### Required action
Answer these from the plot summary:
1. What amount is the hospital bill?
2. What is the name of the new transfer student's falcon?
3. Where is the hidden Falconry Club headquarters located?

### Text block
Soon enough, Bart receives offers to eat used chewing gum, orthodontic wax, cinnamon, St. John's wort, and a preserved frog prepared for dissection, even though Lisa warns her brother to not consume the animal. After eating the frog Bart ends up in the hospital. Bart pays his father back the $20 (which Homer had forgotten about), but the hospital bill is $4,000. The next day Bart's friends and schoolmates, including Milhouse, shun him for eating the frog. Just when the school bullies are about to attack Bart, a new transfer student named Diggs saves the day with his falcon, Freedom. He reveals to Bart the hidden Falconry Club headquarters behind the school. As Bart spends more and more time with Diggs, he learns about falconry and conducts some mischief around town by teaching Freedom to snatch Springfielders' belongings.

### Data records
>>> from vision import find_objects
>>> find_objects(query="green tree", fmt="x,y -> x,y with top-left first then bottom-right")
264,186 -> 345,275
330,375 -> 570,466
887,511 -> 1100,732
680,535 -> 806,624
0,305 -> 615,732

### Solution to this exercise
1. $4,000
2. Freedom
3. Behind the school